Re: [yt-users] Problems reading GADGET 2 Binary datafile using yt

22 Feb 2017

      Yes this is extremely useful. Thanks a lot for taking time to write me in
detail about what went wrong. Just for info (in case its helpful) I would
like to say that there's an open source module available called
pygadgetreader which was able to successfully read all the available data
in the Gadget 2 file I have shared.

Cheers,
Alankar

On Feb 23, 2017 12:42 AM, "Nathan Goldbaum"  wrote:
...
On Wed, Feb 22, 2017 at 12:17 PM, Alankar Dutta 
wrote:
...
Hello,
The entire snapshot file is huge (around 1 TB) so I am attaching only the
first part of it as of now via Google Drive. Hope this helps. I can share
it via other means if necessary.
Hmm, there seems to be an issue when yt tries to parse the header and
validate that everything is consistent.
You can see the affected code block in yt here:
https://bitbucket.org/yt_analysis/yt/src/abf5a8eff1b2d0cd776a41a33e5d3f
3d25232ecc/yt/frontends/gadget/data_structures.py?at=
yt&fileviewer=file-view-default#data_structures.py-340
This function is called (indirectly) by yt.load() to verify that a given
file is *really* a Gadget binary file. When I follow along with the
execution of that function for the file you sent me, I end up getting that
np0 20736113 while np1 is 41472226.0 (i.e. exactly twice np0). The first
integer, np0, is read in directly from the header of the binary file and
corresponds to the number of particles in the dataset as written out to the
header by Gadget. The second, np1. is the number of particles in the
dataset inferred by reading in the size of the position block. The fact
that inferring the particle count with the size of the position block ends
up with exactly twice the number of particles as we expect probably
indicates that there's a single/double precision issue. In fact, it seems
that we expect each position entry to require 4 bytes (e.g. 32 bit, or
single precision), so I infer that your file contains double precision
positions (e.g. 8 bytes per particle).

> Data provided
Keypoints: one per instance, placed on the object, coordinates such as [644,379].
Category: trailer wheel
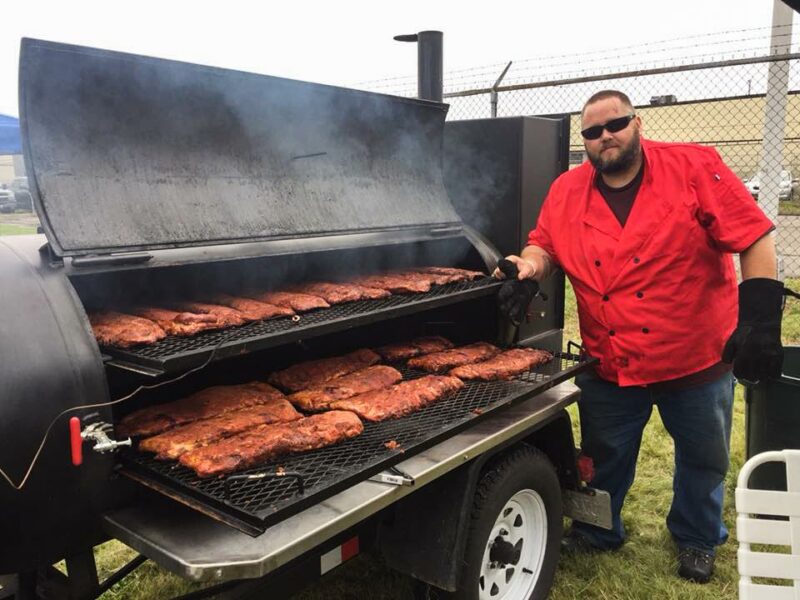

> What to work on
Answer these about the forum thread on reading a GADGET 2 file:
1. Which open source module read all the data in the shared file?
2. About how big is the entire snapshot file?
3. How many bytes does yt expect each position entry to take?
The material has nothing to do with the forum thread.

> Exercise response
1. pygadgetreader
2. Around 1 TB
3. 4 bytes